=== MATERIAL PROVIDED ===

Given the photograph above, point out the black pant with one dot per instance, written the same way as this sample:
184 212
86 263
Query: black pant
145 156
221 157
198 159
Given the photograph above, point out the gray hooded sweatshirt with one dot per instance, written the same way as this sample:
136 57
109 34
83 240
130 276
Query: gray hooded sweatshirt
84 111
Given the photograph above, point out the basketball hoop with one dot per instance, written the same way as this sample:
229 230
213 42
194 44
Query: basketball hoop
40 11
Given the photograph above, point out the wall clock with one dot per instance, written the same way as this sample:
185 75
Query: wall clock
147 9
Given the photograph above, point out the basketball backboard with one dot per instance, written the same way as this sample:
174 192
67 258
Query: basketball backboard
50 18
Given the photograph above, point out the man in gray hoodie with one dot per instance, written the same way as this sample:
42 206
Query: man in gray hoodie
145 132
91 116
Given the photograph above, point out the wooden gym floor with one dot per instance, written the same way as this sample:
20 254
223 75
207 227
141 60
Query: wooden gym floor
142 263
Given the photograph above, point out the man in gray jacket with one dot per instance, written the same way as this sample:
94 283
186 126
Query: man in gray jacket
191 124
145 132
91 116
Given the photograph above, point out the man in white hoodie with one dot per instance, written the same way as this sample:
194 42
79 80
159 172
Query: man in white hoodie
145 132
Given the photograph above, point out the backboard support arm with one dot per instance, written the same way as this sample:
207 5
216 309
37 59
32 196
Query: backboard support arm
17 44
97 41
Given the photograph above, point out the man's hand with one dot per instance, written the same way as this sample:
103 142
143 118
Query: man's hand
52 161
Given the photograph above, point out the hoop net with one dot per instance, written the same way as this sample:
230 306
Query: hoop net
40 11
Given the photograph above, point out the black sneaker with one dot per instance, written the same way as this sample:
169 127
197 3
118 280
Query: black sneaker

===

DESCRIPTION OF THE TASK → Set the lines down exactly as they stand, beginning at the one that contains "Query: basketball backboard" and stopping after the last line of the entries above.

RESPONSE AREA →
Query: basketball backboard
50 18
Given the photograph above, point out the man in gray hoodie with one dot per instance, written the same way as this sample:
42 206
Query: man in gray hoodie
145 132
91 116
Given the photograph above, point out the wooden gym floor with one dot per instance, written the same way as this sample:
20 254
223 75
207 227
141 60
Query: wooden gym floor
142 263
Given the photograph above, point out the man in gray jacket with one dot per instance, written the same way as this sample:
94 283
186 126
Query: man in gray jacket
191 124
145 132
91 116
Given the photograph above, point out the man in white hoodie with one dot per instance, written the same way as this sample:
194 42
79 80
159 172
Query: man in white hoodie
145 132
Given the photograph above, point out the backboard support arm with one dot per instance, written the same way as this sample:
207 5
216 309
37 59
32 196
Query: backboard support arm
17 44
97 41
Given the photograph above, point out the man's hand with one dot per instance, written the same way as this sample:
103 142
143 118
Query: man's hand
52 161
Given the photograph above, point out the hoop net with one dot per instance, written the same way as this sample:
230 306
Query: hoop net
40 11
Given the photograph above, point out the black sneaker with one dot per instance, written the same way as this sample:
169 127
197 3
118 280
Query: black sneaker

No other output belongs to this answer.